| Problems to solve |
1/ In the forum thread, why does jgreco say it is better to provide too much information than too little? Answer in one to three sentences.
2/ Reproduce the part of the forum thread starting at "morganL · Feb" and ending at "what's happened, etc.".

PANIC at zil.c:423:zil_parse()

A.LeMinh · Feb 22, 2021

Hello,
I'm facing this problem while importing a pool that has unfortunately lost all LOG disks.

this is the output:

Code:


---------------------------------------------------------------------------------------------------------------
truenas# zpool import Primary-Pool
cannot import 'Primary-Pool': pool was previously in use from another system.
Last accessed by lvmtruenas.localdomain (hostid=361b7376) at Sun Feb 21 13:53:04 2021
The pool can be imported, use 'zpool import -f' to import the pool.
---------------------------------------------------------------------------------------------------------------
truenas# zpool import Primary-Pool -f
The devices below are missing or corrupted, use '-m' to import the pool anyway:
            mirror-2 [log]
              6170d7e7-5025-11eb-8786-23dd6f7a6bf1
              617847e3-5025-11eb-8786-23dd6f7a6bf1
              307d3791-4562-492c-890e-538e470bb9e6

cannot import 'Primary-Pool': one or more devices is currently unavailable
---------------------------------------------------------------------------------------------------------------
truenas# zpool import Primary-Pool -f -m
2021 Feb 22 11:04:23 truenas VERIFY(!claimed || !(zh->zh_flags & ZIL_CLAIM_LR_SEQ_VALID) || (max_blk_seq == claim_blk_seq && max_lr_seq == claim_lr_seq) || (decrypt && error == EIO)) failed
2021 Feb 22 11:04:23 truenas PANIC at zil.c:423:zil_parse()

is it possible to save the content of the Pool ?

many many thanks

morganL · Feb 22, 2021

i'd suggest you describe the history of how you got to this state.... it may help someone work out how to get out of the state. Where was the pool created?

jgreco · Feb 22, 2021

Actually, I'm going to do @morganL one better.

Please take a few moments to review the Forum Rules, conveniently linked at the top of every page in red. Included within is a description of how to post a good request for help, which includes a description of your hardware, your software, other important items such as pool configuration, what you are using it for, what's happened, etc.

These bits of information serve as a backdrop to your crisis, and help people understand what is going on. Those bits of information may all seem incredibly obvious to you, but it is not incredibly obvious to anyone else. It is better to provide a bit too much information than too little; if you provide too little information, many people will skip over your message, finding it frustrating to speculate about what might have happened to you. When you provide too much information, you've still given us the stuff we need, and forum members have a good history of digging into the gory details to find those key clues. We cannot do that if you do not provide them.

Please take a few moments to post details about your system, what's transpired, what you are doing with the pool, and related stuff. Help us help you!

Thanks.

A.LeMinh · Feb 23, 2021

Hello and thanks,

here is my hardware&SW:

I'm actually using a VM spawned in an OVIRT environment

HW:
Motherboard: ASRock H470M-ITX/AC
RAM: 32GB (16x2) working at 2666MHz
Storage:
- 2 Mechanical Disks Seagate Technology - IronWolf NAS da 3,5 (4TB each)

| Material |
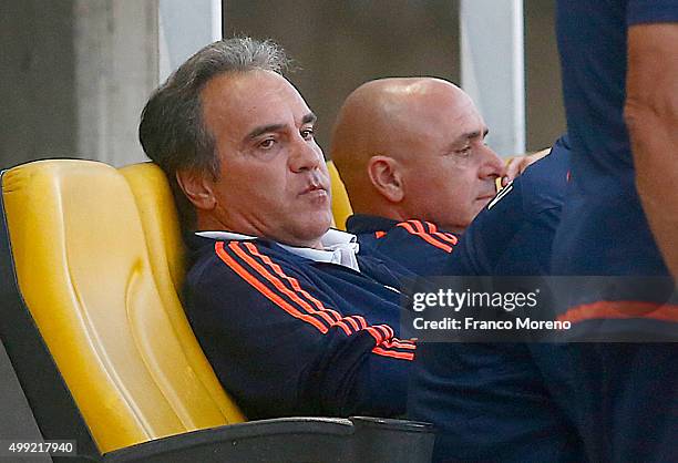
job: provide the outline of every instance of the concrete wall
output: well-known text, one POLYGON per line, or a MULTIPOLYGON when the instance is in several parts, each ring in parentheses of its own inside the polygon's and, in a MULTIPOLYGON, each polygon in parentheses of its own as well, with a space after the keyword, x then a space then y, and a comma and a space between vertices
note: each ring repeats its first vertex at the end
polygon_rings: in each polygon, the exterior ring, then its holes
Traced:
POLYGON ((70 1, 0 2, 0 167, 76 152, 70 1))
POLYGON ((138 115, 157 85, 157 0, 2 0, 0 165, 145 158, 138 115))
POLYGON ((524 1, 527 150, 541 150, 566 130, 555 0, 524 1))
POLYGON ((383 76, 435 75, 459 82, 459 4, 450 0, 226 0, 224 37, 280 43, 300 68, 289 74, 318 115, 327 152, 348 94, 383 76))

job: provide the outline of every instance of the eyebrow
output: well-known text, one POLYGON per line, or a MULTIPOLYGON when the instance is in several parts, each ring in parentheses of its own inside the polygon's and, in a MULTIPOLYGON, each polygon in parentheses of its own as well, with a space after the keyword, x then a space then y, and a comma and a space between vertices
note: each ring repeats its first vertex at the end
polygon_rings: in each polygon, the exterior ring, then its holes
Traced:
MULTIPOLYGON (((301 117, 301 124, 309 124, 311 122, 316 122, 318 120, 318 116, 316 116, 316 114, 314 113, 308 113, 306 114, 304 117, 301 117)), ((257 136, 268 133, 268 132, 278 132, 282 128, 285 128, 286 124, 268 124, 268 125, 260 125, 258 127, 255 127, 251 132, 249 132, 245 138, 246 140, 253 140, 256 138, 257 136)))
POLYGON ((489 133, 490 133, 490 128, 487 128, 487 127, 483 128, 482 133, 480 131, 466 132, 466 133, 460 135, 454 141, 454 143, 456 144, 456 143, 465 142, 466 140, 477 138, 479 136, 481 136, 481 134, 482 134, 482 136, 484 138, 485 136, 487 136, 489 133))

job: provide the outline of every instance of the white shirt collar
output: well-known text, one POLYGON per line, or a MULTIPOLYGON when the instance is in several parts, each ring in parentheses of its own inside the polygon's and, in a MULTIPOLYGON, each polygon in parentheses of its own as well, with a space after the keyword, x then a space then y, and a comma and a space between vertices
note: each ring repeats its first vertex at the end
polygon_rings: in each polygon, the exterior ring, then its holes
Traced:
MULTIPOLYGON (((196 235, 212 239, 256 239, 256 236, 232 232, 197 232, 196 235)), ((358 245, 358 238, 356 235, 330 228, 320 238, 320 244, 325 249, 295 247, 278 243, 280 247, 285 248, 289 253, 306 259, 310 259, 316 263, 342 265, 356 271, 360 271, 360 267, 358 267, 358 258, 356 257, 360 246, 358 245)))

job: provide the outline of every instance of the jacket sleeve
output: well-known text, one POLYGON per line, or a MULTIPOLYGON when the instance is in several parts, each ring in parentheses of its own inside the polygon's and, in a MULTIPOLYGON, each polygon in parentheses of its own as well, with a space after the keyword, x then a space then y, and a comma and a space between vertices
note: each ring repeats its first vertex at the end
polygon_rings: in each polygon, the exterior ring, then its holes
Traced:
POLYGON ((459 238, 430 222, 407 220, 388 232, 374 234, 373 248, 417 276, 442 275, 454 255, 459 238))
POLYGON ((215 253, 189 279, 189 319, 248 418, 404 411, 411 341, 340 311, 292 265, 254 243, 217 243, 215 253))

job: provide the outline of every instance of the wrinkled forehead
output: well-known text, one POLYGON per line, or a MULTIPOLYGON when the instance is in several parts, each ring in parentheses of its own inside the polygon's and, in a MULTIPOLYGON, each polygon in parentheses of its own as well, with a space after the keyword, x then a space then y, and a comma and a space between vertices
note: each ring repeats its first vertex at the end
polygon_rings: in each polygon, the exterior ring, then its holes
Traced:
POLYGON ((310 113, 297 89, 270 71, 218 75, 205 85, 201 99, 205 125, 217 138, 237 140, 257 126, 300 125, 310 113))
POLYGON ((404 124, 399 125, 407 128, 401 136, 435 150, 487 130, 471 97, 461 92, 422 95, 402 113, 404 124))

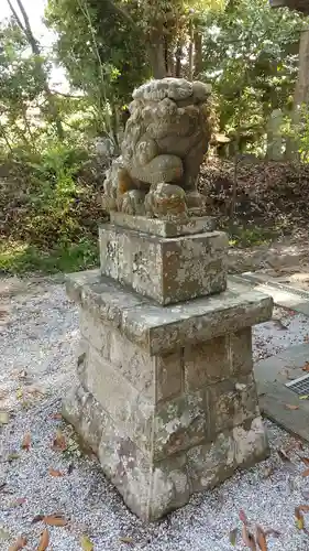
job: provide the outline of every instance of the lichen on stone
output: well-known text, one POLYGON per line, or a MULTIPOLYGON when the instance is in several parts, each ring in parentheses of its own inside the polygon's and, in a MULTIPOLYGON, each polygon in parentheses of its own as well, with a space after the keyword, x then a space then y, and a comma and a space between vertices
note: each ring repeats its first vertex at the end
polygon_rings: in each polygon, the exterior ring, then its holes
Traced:
MULTIPOLYGON (((199 168, 210 140, 206 108, 209 95, 209 85, 184 78, 151 80, 133 93, 121 156, 106 174, 107 210, 156 217, 190 214, 190 201, 178 202, 177 213, 170 197, 179 197, 179 187, 186 194, 196 192, 199 168), (174 185, 174 193, 170 186, 163 188, 163 184, 174 185), (155 199, 151 186, 158 185, 155 199), (141 193, 132 193, 134 190, 144 193, 144 204, 141 193)), ((191 214, 205 214, 206 207, 201 201, 199 209, 192 207, 191 214)))

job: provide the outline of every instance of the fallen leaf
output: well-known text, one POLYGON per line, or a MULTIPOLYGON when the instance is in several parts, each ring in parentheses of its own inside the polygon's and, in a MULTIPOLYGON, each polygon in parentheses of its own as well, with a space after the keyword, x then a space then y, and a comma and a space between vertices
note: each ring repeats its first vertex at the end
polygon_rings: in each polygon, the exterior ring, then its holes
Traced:
POLYGON ((63 515, 47 515, 43 518, 43 521, 48 526, 67 526, 68 523, 63 515))
POLYGON ((249 547, 249 549, 251 549, 252 551, 256 551, 256 543, 254 536, 250 533, 250 531, 246 528, 246 525, 243 525, 242 537, 244 544, 249 547))
POLYGON ((13 543, 10 548, 9 551, 20 551, 20 549, 23 549, 26 545, 26 538, 24 536, 20 536, 15 543, 13 543))
POLYGON ((56 471, 55 468, 52 468, 52 467, 48 468, 48 473, 51 476, 55 476, 55 477, 64 476, 64 473, 62 473, 60 471, 56 471))
POLYGON ((0 411, 0 425, 1 424, 8 424, 10 420, 10 415, 8 411, 0 411))
POLYGON ((42 532, 37 551, 46 551, 48 544, 49 544, 49 532, 47 528, 45 528, 45 530, 43 530, 42 532))
POLYGON ((265 536, 273 536, 273 538, 279 538, 282 533, 278 530, 274 530, 274 528, 268 528, 268 530, 265 530, 265 536))
POLYGON ((16 390, 16 399, 21 400, 23 398, 23 389, 21 387, 16 390))
POLYGON ((243 525, 247 525, 247 518, 245 512, 241 509, 239 512, 240 520, 243 522, 243 525))
POLYGON ((93 551, 93 543, 89 540, 88 536, 84 534, 80 538, 80 545, 82 551, 93 551))
POLYGON ((24 437, 23 437, 23 441, 22 441, 22 449, 23 450, 26 450, 29 452, 30 450, 30 446, 31 446, 31 434, 30 432, 27 432, 24 437))
POLYGON ((67 449, 67 443, 65 435, 60 430, 56 432, 56 436, 53 440, 52 450, 64 452, 67 449))
POLYGON ((4 530, 3 528, 0 528, 0 541, 7 541, 10 539, 10 532, 4 530))
POLYGON ((246 385, 244 385, 243 382, 235 383, 235 390, 239 390, 241 392, 242 390, 245 390, 245 389, 246 389, 246 385))
POLYGON ((44 515, 35 515, 31 523, 34 525, 35 522, 41 522, 41 520, 44 520, 44 515))
POLYGON ((10 504, 10 507, 19 507, 20 505, 25 504, 25 501, 26 501, 25 497, 19 497, 18 499, 15 499, 10 504))
POLYGON ((269 476, 272 476, 273 473, 274 473, 273 467, 265 467, 264 472, 263 472, 263 476, 264 476, 264 478, 269 478, 269 476))
POLYGON ((256 543, 262 551, 267 551, 266 536, 261 526, 256 526, 256 543))
POLYGON ((21 371, 18 372, 18 378, 19 379, 25 379, 27 376, 27 372, 25 369, 22 369, 21 371))
POLYGON ((296 528, 298 528, 298 530, 304 530, 305 520, 304 520, 304 515, 299 510, 299 507, 295 508, 295 523, 296 523, 296 528))
POLYGON ((298 457, 309 467, 309 458, 308 457, 302 457, 301 455, 298 455, 298 457))
POLYGON ((277 453, 278 453, 278 456, 280 457, 280 460, 284 462, 285 467, 288 471, 291 471, 291 472, 296 471, 295 463, 293 463, 290 461, 290 458, 288 457, 288 455, 286 454, 286 452, 284 450, 277 450, 277 453))
POLYGON ((124 536, 123 538, 119 538, 121 543, 133 543, 133 538, 124 536))
POLYGON ((12 461, 19 460, 19 458, 20 458, 20 455, 15 452, 9 453, 9 455, 8 455, 9 463, 11 463, 12 461))
POLYGON ((238 528, 234 528, 233 530, 230 531, 230 543, 233 547, 235 547, 236 544, 238 533, 239 533, 238 528))

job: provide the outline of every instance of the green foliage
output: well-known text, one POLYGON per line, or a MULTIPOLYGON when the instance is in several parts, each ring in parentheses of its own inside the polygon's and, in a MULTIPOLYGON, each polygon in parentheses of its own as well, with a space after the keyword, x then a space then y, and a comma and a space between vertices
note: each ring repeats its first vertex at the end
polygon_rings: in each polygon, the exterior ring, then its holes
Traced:
POLYGON ((13 241, 0 246, 0 272, 68 273, 97 267, 98 258, 98 246, 93 239, 57 245, 46 251, 33 245, 13 241))
POLYGON ((71 85, 91 98, 98 133, 110 133, 107 110, 126 105, 150 76, 141 34, 108 0, 49 0, 46 21, 71 85))
POLYGON ((203 76, 218 97, 220 130, 253 150, 265 144, 271 112, 291 108, 304 24, 268 0, 238 0, 206 19, 203 76))

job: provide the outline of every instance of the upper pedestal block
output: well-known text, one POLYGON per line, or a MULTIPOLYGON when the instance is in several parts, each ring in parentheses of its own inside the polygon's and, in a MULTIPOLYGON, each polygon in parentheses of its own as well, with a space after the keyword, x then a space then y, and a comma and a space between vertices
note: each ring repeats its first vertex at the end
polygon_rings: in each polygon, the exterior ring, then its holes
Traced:
POLYGON ((227 289, 228 237, 208 230, 211 218, 178 224, 123 215, 113 219, 117 224, 99 230, 103 276, 162 305, 227 289))

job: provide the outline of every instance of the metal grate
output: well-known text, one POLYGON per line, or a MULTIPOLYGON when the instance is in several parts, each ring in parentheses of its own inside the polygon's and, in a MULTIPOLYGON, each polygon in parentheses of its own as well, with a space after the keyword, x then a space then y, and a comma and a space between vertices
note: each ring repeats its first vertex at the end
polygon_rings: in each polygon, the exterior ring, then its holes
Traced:
POLYGON ((286 383, 290 390, 300 396, 308 396, 309 398, 309 374, 299 377, 299 379, 294 379, 286 383))

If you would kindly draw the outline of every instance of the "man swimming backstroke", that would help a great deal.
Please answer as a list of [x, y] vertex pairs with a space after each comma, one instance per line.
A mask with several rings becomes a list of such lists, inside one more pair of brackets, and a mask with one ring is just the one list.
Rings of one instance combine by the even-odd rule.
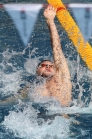
[[[46, 79], [46, 82], [42, 87], [37, 87], [37, 93], [44, 97], [54, 97], [58, 100], [61, 106], [70, 106], [71, 104], [71, 78], [68, 69], [67, 61], [62, 52], [62, 47], [60, 44], [60, 38], [56, 25], [54, 23], [54, 18], [56, 16], [56, 11], [53, 6], [49, 5], [44, 11], [44, 17], [46, 19], [53, 51], [54, 62], [49, 60], [44, 60], [37, 66], [37, 75]], [[27, 97], [27, 91], [20, 91], [19, 99], [25, 99]], [[12, 97], [11, 97], [12, 98]], [[17, 97], [7, 99], [7, 102], [15, 101]], [[3, 101], [4, 103], [4, 101]]]

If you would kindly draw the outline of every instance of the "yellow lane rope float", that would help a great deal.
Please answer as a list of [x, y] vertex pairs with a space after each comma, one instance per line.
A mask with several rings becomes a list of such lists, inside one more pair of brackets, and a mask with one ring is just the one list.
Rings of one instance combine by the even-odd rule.
[[85, 61], [86, 65], [92, 70], [92, 47], [88, 42], [85, 42], [80, 29], [67, 11], [61, 0], [47, 0], [49, 4], [53, 5], [57, 10], [57, 18], [62, 27], [67, 32], [69, 38], [73, 42], [77, 51]]

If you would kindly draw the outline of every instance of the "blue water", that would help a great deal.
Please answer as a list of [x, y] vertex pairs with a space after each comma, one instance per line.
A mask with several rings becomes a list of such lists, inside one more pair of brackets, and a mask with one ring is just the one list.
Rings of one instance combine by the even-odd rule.
[[[7, 3], [2, 0], [4, 2]], [[12, 19], [4, 9], [0, 9], [0, 98], [5, 100], [16, 96], [18, 90], [31, 86], [29, 99], [19, 99], [15, 103], [9, 101], [0, 106], [0, 139], [92, 138], [92, 72], [87, 69], [57, 18], [55, 23], [71, 72], [74, 106], [70, 108], [61, 108], [54, 99], [32, 98], [37, 63], [52, 59], [43, 9], [27, 47], [23, 45]]]

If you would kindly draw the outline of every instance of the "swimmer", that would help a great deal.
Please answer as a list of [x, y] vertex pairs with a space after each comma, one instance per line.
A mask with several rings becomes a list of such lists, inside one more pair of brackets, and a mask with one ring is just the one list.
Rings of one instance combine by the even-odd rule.
[[[58, 31], [54, 23], [56, 10], [57, 9], [53, 6], [49, 5], [43, 13], [50, 31], [54, 62], [44, 60], [38, 64], [36, 70], [37, 75], [45, 78], [46, 82], [42, 87], [37, 87], [36, 90], [40, 96], [55, 98], [60, 102], [61, 106], [70, 106], [72, 91], [71, 77], [67, 61], [62, 52]], [[20, 91], [19, 99], [26, 97], [26, 91]], [[18, 96], [14, 99], [18, 99]]]

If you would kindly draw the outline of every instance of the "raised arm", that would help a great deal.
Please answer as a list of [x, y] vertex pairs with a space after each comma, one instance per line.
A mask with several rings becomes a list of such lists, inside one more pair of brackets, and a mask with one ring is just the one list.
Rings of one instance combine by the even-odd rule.
[[60, 38], [58, 35], [58, 31], [56, 25], [54, 23], [54, 18], [56, 15], [56, 9], [53, 6], [49, 5], [47, 9], [44, 11], [44, 17], [46, 18], [47, 25], [50, 30], [53, 57], [56, 66], [56, 72], [60, 72], [60, 76], [63, 81], [68, 81], [70, 86], [70, 72], [68, 69], [67, 61], [62, 52], [62, 47], [60, 43]]

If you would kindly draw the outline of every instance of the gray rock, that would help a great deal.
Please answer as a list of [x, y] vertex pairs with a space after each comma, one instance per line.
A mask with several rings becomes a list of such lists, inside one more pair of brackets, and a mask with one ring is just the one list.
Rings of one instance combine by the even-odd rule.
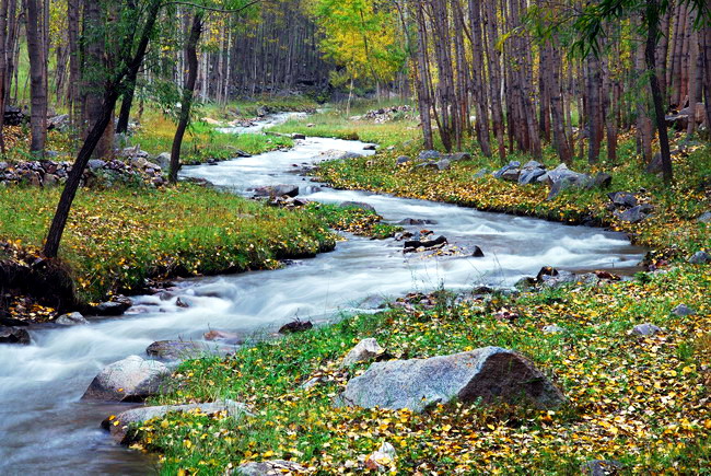
[[526, 358], [499, 347], [485, 347], [431, 359], [374, 363], [348, 382], [339, 404], [422, 411], [452, 400], [526, 402], [539, 408], [556, 408], [564, 397]]
[[276, 476], [282, 474], [300, 474], [306, 468], [299, 463], [284, 460], [263, 461], [260, 463], [244, 463], [237, 467], [237, 476]]
[[255, 197], [298, 197], [299, 187], [295, 185], [270, 185], [255, 188]]
[[165, 360], [185, 360], [205, 355], [221, 356], [234, 351], [223, 344], [193, 343], [189, 340], [158, 340], [145, 348], [145, 353]]
[[633, 336], [653, 336], [654, 334], [661, 333], [662, 329], [654, 324], [639, 324], [632, 328]]
[[546, 175], [546, 171], [543, 169], [524, 169], [521, 171], [521, 175], [518, 176], [518, 184], [533, 184], [538, 177], [541, 177], [544, 175]]
[[695, 315], [696, 311], [693, 311], [691, 307], [689, 307], [686, 304], [679, 304], [674, 310], [672, 311], [674, 315], [678, 315], [679, 317], [685, 317], [688, 315]]
[[340, 204], [341, 208], [360, 208], [361, 210], [372, 211], [376, 213], [375, 208], [372, 205], [363, 204], [362, 201], [343, 201]]
[[158, 395], [171, 371], [154, 360], [130, 356], [102, 370], [82, 399], [102, 402], [142, 402]]
[[59, 317], [57, 317], [57, 321], [55, 322], [62, 326], [75, 326], [80, 324], [89, 324], [89, 321], [86, 321], [84, 316], [78, 312], [60, 315]]
[[18, 344], [28, 346], [32, 344], [30, 333], [18, 327], [0, 327], [0, 344]]
[[114, 301], [103, 302], [93, 307], [92, 311], [101, 316], [119, 316], [131, 306], [131, 300], [128, 298], [116, 298]]
[[105, 166], [106, 166], [106, 162], [104, 162], [103, 160], [100, 160], [100, 159], [92, 159], [86, 164], [86, 167], [90, 171], [96, 171], [98, 169], [104, 169]]
[[607, 194], [610, 201], [617, 207], [632, 208], [639, 205], [637, 197], [629, 191], [615, 191]]
[[501, 178], [509, 182], [518, 182], [520, 176], [521, 176], [520, 169], [509, 169], [503, 174], [501, 174]]
[[649, 218], [649, 213], [652, 211], [652, 206], [648, 204], [638, 205], [632, 207], [629, 210], [621, 212], [616, 212], [615, 216], [620, 221], [626, 221], [628, 223], [639, 223]]
[[711, 211], [706, 211], [696, 219], [699, 223], [709, 223], [711, 222]]
[[249, 415], [245, 405], [233, 400], [209, 404], [162, 405], [133, 408], [132, 410], [124, 411], [118, 414], [115, 418], [109, 417], [105, 419], [102, 422], [102, 428], [108, 430], [116, 442], [128, 444], [130, 443], [130, 438], [128, 438], [130, 425], [152, 420], [153, 418], [161, 418], [170, 413], [190, 411], [197, 408], [200, 409], [200, 413], [206, 415], [213, 415], [220, 411], [225, 411], [232, 418], [240, 418]]
[[559, 325], [551, 324], [549, 326], [546, 326], [543, 328], [544, 334], [562, 334], [566, 332], [564, 327], [560, 327]]
[[584, 476], [611, 476], [619, 474], [625, 468], [625, 465], [619, 461], [614, 460], [593, 460], [583, 463], [580, 466], [580, 472]]
[[159, 165], [162, 170], [167, 171], [171, 169], [171, 153], [163, 152], [155, 158], [155, 164]]
[[381, 353], [385, 352], [377, 340], [370, 338], [363, 339], [356, 347], [353, 347], [343, 358], [341, 367], [353, 365], [359, 362], [371, 360]]
[[435, 150], [423, 150], [418, 155], [418, 159], [421, 161], [436, 161], [442, 158], [442, 154]]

| Responses |
1/ With too little information, many people skip over the message because they find it frustrating to speculate about what might have happened. With too much information, the needed details are still there, and forum members have a good history of digging through them to find the key clues.

2/
morganL · Feb 22, 2021

i'd suggest you describe the history of how you got to this state.... it may help someone work out how to get out of the state. Where was the pool created?

jgreco · Feb 22, 2021

Actually, I'm going to do @morganL one better.

Please take a few moments to review the Forum Rules, conveniently linked at the top of every page in red. Included within is a description of how to post a good request for help, which includes a description of your hardware, your software, other important items such as pool configuration, what you are using it for, what's happened, etc.